== OBJECTIVE ==
Copy the lines below word for word, starting at the first line and ending with the line that contains "211 213 L 241". Leave the pictures out of your copy.

***

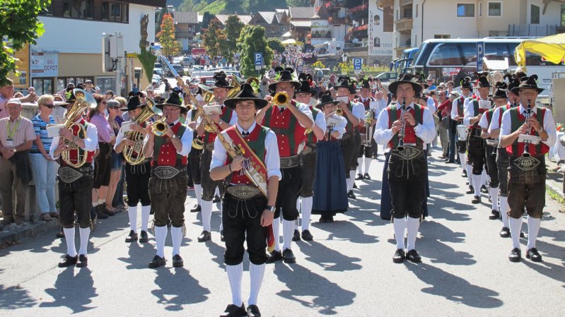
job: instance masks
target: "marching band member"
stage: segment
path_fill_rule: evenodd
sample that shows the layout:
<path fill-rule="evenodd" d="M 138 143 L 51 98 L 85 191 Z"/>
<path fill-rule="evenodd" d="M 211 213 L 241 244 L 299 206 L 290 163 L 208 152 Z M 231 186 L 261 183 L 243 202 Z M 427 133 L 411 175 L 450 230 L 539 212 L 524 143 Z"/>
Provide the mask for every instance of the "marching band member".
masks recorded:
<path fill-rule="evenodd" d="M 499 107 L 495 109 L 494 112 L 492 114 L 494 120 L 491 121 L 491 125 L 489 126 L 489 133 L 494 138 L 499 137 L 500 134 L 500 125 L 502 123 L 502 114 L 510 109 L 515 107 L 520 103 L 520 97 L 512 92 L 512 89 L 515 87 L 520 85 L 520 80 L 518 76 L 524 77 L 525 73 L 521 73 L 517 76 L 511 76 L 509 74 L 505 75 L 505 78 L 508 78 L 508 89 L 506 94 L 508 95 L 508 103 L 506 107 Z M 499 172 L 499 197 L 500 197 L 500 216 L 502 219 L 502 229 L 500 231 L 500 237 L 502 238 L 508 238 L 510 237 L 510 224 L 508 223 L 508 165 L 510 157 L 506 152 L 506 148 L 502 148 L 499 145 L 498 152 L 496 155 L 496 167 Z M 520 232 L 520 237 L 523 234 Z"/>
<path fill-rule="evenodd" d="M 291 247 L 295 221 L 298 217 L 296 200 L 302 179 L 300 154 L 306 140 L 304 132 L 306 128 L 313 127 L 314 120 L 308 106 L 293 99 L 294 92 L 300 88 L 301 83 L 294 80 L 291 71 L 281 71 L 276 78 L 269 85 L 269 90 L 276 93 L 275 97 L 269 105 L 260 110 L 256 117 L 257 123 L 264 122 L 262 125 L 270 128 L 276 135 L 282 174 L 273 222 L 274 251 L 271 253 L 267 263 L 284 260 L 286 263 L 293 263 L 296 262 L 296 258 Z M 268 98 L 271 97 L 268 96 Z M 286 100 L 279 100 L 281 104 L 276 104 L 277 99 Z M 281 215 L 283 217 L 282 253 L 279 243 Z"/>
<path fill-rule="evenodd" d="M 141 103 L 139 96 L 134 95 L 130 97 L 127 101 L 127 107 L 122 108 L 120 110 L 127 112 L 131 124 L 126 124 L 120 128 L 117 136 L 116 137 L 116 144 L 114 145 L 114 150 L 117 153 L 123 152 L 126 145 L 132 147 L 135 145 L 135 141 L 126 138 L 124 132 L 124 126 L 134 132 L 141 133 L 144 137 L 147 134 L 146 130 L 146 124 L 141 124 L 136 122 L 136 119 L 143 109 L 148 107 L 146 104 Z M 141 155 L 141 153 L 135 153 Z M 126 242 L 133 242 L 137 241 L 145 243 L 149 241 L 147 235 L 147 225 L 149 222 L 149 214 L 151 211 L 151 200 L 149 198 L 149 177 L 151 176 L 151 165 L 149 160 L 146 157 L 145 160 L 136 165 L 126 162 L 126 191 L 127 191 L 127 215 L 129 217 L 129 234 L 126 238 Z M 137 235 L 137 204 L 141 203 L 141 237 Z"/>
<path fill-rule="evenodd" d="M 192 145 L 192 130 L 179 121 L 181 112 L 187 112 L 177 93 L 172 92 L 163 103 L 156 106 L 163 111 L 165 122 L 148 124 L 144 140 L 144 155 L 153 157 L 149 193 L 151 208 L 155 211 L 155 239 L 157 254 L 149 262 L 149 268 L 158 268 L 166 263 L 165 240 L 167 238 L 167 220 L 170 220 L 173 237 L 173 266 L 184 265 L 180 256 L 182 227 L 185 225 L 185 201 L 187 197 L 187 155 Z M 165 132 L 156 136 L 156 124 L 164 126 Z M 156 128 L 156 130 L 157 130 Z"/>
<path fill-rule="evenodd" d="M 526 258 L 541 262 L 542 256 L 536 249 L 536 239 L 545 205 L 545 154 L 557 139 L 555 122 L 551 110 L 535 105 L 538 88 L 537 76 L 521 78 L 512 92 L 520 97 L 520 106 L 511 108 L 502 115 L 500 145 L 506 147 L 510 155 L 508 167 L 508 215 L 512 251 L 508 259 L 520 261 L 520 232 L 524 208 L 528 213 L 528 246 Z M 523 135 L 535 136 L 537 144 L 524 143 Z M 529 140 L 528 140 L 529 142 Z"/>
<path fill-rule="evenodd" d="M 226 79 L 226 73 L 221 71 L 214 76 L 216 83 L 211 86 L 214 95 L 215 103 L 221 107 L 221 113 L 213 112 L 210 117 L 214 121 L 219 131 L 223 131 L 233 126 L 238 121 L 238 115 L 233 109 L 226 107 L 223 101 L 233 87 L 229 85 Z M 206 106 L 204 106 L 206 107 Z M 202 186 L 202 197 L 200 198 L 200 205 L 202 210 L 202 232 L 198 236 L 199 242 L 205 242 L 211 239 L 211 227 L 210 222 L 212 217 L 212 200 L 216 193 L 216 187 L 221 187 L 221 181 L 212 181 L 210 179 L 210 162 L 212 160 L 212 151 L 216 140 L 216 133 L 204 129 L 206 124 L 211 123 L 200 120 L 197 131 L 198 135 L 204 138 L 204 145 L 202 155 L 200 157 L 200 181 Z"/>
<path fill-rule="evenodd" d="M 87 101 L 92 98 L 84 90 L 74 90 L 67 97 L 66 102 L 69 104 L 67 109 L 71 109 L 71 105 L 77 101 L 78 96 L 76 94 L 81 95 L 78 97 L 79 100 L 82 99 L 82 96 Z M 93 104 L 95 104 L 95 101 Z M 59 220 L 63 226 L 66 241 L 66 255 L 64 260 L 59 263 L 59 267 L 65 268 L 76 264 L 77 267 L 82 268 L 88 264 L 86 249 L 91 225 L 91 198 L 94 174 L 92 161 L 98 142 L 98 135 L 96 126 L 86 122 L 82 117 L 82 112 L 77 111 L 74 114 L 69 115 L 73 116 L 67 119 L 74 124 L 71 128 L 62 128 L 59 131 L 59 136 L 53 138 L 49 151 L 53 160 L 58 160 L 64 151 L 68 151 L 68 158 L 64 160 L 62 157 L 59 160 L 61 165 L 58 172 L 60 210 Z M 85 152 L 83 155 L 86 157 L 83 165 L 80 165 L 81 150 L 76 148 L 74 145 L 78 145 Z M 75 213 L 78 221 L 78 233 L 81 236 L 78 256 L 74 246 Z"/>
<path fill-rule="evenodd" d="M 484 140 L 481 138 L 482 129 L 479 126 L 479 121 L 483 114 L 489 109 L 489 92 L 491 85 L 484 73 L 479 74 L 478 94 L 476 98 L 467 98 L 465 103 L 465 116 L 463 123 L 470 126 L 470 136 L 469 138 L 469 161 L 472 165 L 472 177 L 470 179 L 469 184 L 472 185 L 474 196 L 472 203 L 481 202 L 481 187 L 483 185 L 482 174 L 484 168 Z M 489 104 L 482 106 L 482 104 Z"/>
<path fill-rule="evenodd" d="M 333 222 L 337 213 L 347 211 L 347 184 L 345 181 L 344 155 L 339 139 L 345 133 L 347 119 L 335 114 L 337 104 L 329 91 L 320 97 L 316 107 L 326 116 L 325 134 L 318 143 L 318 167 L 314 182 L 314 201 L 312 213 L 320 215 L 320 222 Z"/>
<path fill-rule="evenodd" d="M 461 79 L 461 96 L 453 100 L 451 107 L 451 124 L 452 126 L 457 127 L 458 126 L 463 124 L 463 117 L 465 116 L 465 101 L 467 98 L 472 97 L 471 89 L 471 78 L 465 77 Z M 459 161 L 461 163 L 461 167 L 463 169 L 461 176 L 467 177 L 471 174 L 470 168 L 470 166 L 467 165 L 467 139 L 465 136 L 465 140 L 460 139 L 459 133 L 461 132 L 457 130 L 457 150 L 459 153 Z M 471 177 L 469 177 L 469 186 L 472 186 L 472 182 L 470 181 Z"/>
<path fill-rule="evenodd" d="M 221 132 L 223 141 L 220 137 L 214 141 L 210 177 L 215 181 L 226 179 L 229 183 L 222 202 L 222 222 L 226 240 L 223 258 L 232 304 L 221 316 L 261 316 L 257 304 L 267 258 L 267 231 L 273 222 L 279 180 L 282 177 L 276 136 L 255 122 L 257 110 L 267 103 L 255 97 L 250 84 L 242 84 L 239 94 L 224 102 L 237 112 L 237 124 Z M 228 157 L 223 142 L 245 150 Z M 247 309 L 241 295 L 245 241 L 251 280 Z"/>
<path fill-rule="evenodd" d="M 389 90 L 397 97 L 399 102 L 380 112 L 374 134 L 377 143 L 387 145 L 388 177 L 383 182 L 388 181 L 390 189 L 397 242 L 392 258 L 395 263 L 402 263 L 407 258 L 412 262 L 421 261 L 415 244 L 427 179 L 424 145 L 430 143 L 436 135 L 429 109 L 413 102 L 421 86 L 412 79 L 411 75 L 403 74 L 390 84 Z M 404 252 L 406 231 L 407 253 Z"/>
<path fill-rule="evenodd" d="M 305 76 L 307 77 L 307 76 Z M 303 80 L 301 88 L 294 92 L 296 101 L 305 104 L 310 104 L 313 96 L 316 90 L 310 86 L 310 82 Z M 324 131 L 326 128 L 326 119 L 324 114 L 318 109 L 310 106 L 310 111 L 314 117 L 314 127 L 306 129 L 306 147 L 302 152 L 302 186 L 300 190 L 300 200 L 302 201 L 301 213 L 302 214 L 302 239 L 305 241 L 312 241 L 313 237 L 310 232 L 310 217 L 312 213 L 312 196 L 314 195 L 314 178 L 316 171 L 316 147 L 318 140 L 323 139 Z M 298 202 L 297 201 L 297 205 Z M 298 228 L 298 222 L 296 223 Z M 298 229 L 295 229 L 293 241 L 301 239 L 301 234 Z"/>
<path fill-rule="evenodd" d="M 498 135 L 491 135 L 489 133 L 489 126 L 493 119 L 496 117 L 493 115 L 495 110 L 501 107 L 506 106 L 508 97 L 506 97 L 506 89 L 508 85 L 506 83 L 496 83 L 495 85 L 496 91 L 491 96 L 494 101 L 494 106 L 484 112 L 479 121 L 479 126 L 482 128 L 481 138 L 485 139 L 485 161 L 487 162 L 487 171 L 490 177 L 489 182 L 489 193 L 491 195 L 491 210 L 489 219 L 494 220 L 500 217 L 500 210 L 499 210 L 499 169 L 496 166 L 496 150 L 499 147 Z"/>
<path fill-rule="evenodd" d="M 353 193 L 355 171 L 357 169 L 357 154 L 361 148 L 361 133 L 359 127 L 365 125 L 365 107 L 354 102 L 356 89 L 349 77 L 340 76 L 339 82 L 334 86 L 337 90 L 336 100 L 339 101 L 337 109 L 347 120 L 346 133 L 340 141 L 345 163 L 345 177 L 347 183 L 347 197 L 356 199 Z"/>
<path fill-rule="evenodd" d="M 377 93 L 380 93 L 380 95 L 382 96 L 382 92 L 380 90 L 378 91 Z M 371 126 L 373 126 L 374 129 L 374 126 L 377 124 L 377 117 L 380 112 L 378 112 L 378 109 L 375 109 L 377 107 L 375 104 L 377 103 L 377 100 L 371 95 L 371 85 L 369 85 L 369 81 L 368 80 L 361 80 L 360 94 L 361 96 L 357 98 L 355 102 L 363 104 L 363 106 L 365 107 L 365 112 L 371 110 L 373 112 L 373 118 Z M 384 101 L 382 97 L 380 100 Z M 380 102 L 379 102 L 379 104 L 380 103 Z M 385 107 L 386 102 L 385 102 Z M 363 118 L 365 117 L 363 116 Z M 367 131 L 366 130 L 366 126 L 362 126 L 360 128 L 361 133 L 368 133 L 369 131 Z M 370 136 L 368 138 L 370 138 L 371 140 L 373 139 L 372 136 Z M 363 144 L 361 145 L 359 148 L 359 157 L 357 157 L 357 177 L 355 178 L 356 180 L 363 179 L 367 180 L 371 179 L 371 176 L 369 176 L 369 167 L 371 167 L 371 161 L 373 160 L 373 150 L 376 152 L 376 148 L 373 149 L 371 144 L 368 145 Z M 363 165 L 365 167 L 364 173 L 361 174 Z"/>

***

== TASK RESULT ==
job: instance masks
target: "marching band member"
stage: segment
path_fill_rule: evenodd
sample that shows the layout:
<path fill-rule="evenodd" d="M 138 143 L 51 98 L 85 191 Z"/>
<path fill-rule="evenodd" d="M 211 213 L 241 244 L 299 206 L 290 163 L 208 152 Z M 231 186 L 261 183 L 243 202 Z M 427 133 L 411 175 L 450 230 L 539 212 L 524 143 Z"/>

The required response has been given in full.